### QUOTED PASSAGE
Practicum Highlight: Sarah Auletta, MPH ’26
Applying Lean Six Sigma to Optimize Pediatric Liver Transplant Workflows at Boston Children's Hospital
Sarah Auletta, an Online Hybrid MPH candidate at Dartmouth’s Geisel School of Medicine, is using her Integrated Learning Experience (ILE) to examine how hospital workflows can be optimized to improve access to life-saving care for pediatric patients. Her project focuses on the liver transplant pathway at Boston Children's Hospital, where she applies Lean Six Sigma methodology to identify and reduce delays in the process from referral to waitlist activation.
For children with end-stage liver disease, a liver transplant is often the only curative option. However, the pathway to transplant is complex and time-sensitive, often marked by delays. While organ availability remains a broader challenge, Sarah’s work highlights how internal hospital processes play a critical role in determining how quickly patients are able to access the transplant waitlist.
Using a convergent mixed-methods approach, Sarah analyzed more than five years of referral data from the Epic electronic health record system and interviews with professionals across all twelve disciplines involved in the transplant continuum. Her findings revealed that a median of 64 days elapsed between referral and waitlist activation, a period shaped by operational workflows within the hospital. Key bottlenecks included evaluation scheduling, insurance authorization, and the timing of selection committee reviews.
To address these challenges, Sarah developed a comprehensive current-state process map in close collaboration with frontline staff, making inefficiencies visible to the multidisciplinary team for the first time. She also created a structured Excel dashboard to support ongoing monitoring of each phase of the process. Together, these tools provide a practical, data-driven framework that can be used to improve efficiency, reduce time to listing, and ultimately enhance patient outcomes. The approach is designed to be replicable across transplant programs and other areas of complex care delivery.

### PROVIDED INFORMATION
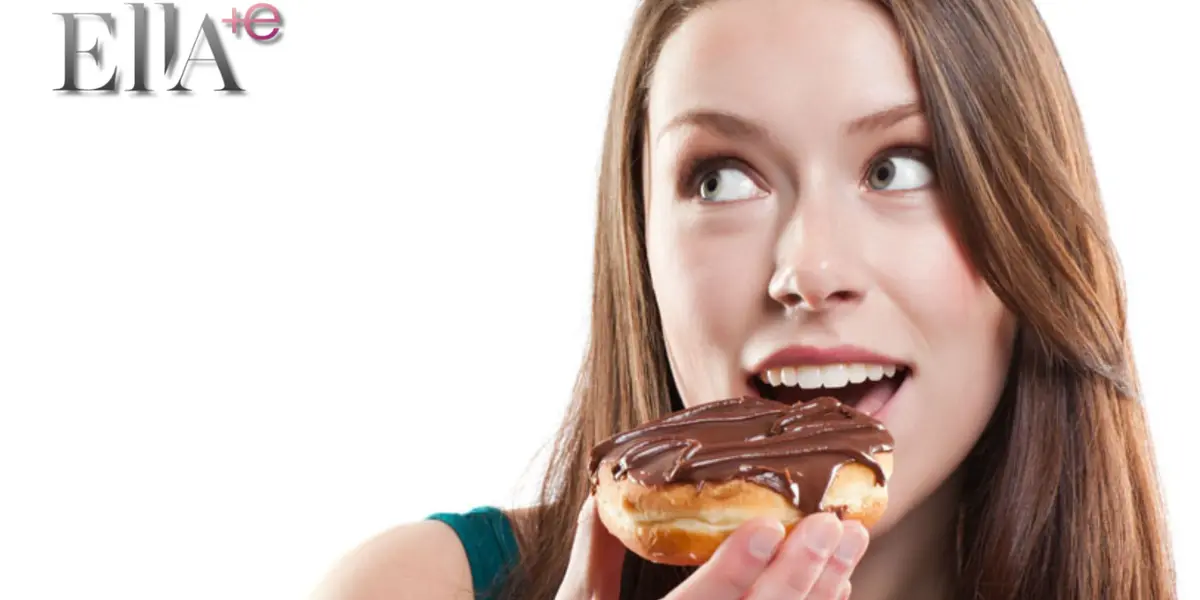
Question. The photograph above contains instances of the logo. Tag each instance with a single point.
(262, 23)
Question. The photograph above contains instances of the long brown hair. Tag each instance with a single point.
(1061, 498)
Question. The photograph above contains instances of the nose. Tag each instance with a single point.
(814, 268)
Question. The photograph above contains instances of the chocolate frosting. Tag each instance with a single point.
(795, 450)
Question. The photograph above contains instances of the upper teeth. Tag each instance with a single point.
(811, 377)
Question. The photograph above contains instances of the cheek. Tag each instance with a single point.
(963, 342)
(709, 280)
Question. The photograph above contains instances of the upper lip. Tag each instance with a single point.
(799, 355)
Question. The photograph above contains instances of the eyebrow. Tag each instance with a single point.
(885, 119)
(733, 126)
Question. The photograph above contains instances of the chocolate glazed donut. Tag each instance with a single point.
(673, 489)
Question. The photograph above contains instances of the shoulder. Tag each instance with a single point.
(424, 559)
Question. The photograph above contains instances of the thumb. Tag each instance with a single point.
(597, 559)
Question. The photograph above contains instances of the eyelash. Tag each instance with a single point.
(702, 166)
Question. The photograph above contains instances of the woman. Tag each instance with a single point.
(906, 178)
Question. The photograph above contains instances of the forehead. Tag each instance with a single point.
(791, 64)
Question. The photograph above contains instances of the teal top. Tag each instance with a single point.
(491, 547)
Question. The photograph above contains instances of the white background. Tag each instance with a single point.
(238, 335)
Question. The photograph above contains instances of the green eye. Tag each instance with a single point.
(727, 185)
(899, 173)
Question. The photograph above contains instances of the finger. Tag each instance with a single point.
(597, 557)
(802, 559)
(736, 565)
(835, 576)
(844, 594)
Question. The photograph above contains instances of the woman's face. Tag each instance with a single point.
(796, 234)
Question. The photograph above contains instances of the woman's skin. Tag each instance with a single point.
(790, 204)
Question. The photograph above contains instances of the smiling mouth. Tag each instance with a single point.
(867, 388)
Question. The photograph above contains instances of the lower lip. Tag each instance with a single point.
(881, 413)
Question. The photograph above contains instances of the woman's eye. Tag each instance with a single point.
(899, 173)
(727, 185)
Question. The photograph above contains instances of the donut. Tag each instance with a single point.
(672, 490)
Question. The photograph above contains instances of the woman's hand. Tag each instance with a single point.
(755, 563)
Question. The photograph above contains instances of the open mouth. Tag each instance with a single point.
(867, 388)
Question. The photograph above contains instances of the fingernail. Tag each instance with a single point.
(844, 591)
(822, 535)
(765, 541)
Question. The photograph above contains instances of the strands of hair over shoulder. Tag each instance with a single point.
(1061, 498)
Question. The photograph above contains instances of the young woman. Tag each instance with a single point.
(871, 185)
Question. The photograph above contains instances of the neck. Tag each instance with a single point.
(915, 558)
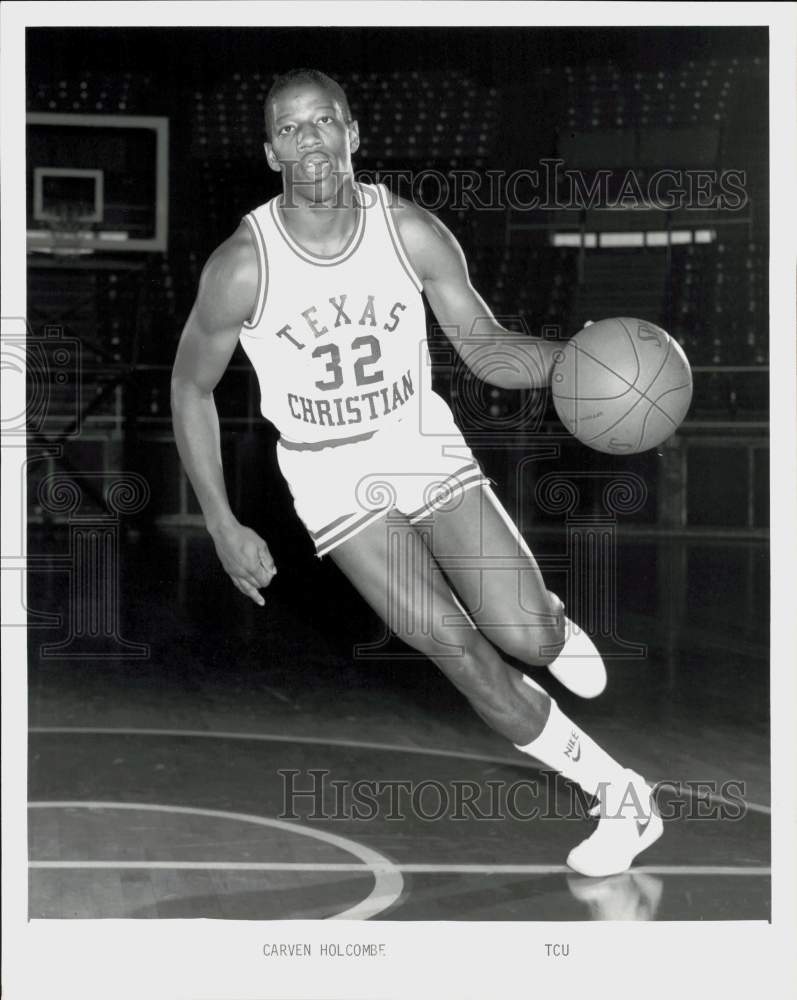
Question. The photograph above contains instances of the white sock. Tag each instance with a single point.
(566, 748)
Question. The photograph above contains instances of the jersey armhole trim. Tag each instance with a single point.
(262, 271)
(396, 239)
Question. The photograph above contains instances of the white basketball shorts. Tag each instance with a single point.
(339, 489)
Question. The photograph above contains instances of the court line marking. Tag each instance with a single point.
(755, 807)
(388, 881)
(410, 869)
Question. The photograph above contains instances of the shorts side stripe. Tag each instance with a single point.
(350, 532)
(475, 479)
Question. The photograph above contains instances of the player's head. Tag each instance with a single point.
(310, 134)
(298, 77)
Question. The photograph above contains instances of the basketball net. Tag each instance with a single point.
(67, 232)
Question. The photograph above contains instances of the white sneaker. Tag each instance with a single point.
(629, 823)
(579, 666)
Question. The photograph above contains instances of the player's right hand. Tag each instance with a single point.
(245, 558)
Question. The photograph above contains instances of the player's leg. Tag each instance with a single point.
(498, 579)
(397, 575)
(394, 571)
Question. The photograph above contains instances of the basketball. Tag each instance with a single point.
(621, 385)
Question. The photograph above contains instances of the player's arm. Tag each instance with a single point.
(225, 299)
(499, 356)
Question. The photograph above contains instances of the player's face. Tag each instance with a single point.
(311, 144)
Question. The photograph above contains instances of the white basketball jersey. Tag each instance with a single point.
(338, 343)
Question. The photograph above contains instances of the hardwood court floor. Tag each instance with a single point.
(161, 787)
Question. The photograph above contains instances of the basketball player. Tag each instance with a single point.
(323, 287)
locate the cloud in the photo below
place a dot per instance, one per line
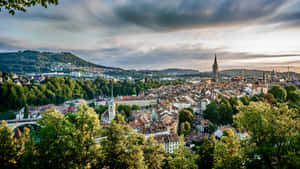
(181, 14)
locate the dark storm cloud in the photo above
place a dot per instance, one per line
(178, 14)
(289, 20)
(9, 44)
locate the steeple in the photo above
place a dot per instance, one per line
(112, 90)
(216, 62)
(215, 69)
(111, 106)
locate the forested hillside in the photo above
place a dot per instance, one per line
(56, 90)
(34, 61)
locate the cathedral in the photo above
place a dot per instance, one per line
(216, 70)
(109, 115)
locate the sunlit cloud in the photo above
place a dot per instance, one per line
(153, 34)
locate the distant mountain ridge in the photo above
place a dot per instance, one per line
(34, 61)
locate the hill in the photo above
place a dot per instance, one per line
(35, 61)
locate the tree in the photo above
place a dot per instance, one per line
(185, 115)
(227, 152)
(121, 146)
(293, 94)
(182, 158)
(273, 130)
(225, 112)
(185, 128)
(154, 154)
(279, 93)
(11, 146)
(135, 107)
(20, 5)
(67, 141)
(206, 153)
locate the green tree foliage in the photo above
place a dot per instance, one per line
(154, 154)
(65, 141)
(293, 94)
(56, 90)
(222, 112)
(228, 152)
(279, 93)
(185, 128)
(182, 158)
(11, 148)
(206, 153)
(212, 113)
(21, 5)
(185, 115)
(274, 134)
(121, 147)
(101, 109)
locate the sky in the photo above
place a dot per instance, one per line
(156, 34)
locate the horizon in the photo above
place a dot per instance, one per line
(155, 35)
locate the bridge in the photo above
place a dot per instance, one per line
(19, 123)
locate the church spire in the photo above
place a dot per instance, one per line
(112, 90)
(216, 70)
(216, 62)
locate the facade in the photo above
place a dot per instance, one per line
(216, 70)
(109, 115)
(169, 141)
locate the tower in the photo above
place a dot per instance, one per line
(111, 106)
(216, 70)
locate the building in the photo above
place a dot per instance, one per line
(109, 114)
(216, 70)
(169, 141)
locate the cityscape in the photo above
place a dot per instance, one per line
(168, 85)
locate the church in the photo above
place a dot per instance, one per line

### PROBLEMS TO SOLVE
[a] Answer these questions from the practicum highlight:
(i) What median number of days passed between referral and waitlist activation?
(ii) How many disciplines were the interviewed professionals drawn from?
(iii) At which hospital is the liver transplant pathway being studied?
[b] Quote the practicum highlight starting at "For children with" and ending at "the transplant waitlist.".
[c] Say whether each statement agrees with the practicum highlight, and quote the words that decide it:
(i) The referral data analyzed covered more than five years.
(ii) The current-state process map was made without input from frontline staff.
(iii) The approach is meant only for liver transplant programs.
The records were taken from a different source.

### SOLUTIONS PER TASK
[a]
(i) 64 days
(ii) Twelve
(iii) Boston Children's Hospital

[b]
For children with end-stage liver disease, a liver transplant is often the only curative option. However, the pathway to transplant is complex and time-sensitive, often marked by delays. While organ availability remains a broader challenge, Sarah’s work highlights how internal hospital processes play a critical role in determining how quickly patients are able to access the transplant waitlist.

[c]
(i) Yes: "more than five years of referral data"
(ii) No: "in close collaboration with frontline staff"
(iii) No: "designed to be replicable across transplant programs and other areas of complex care delivery"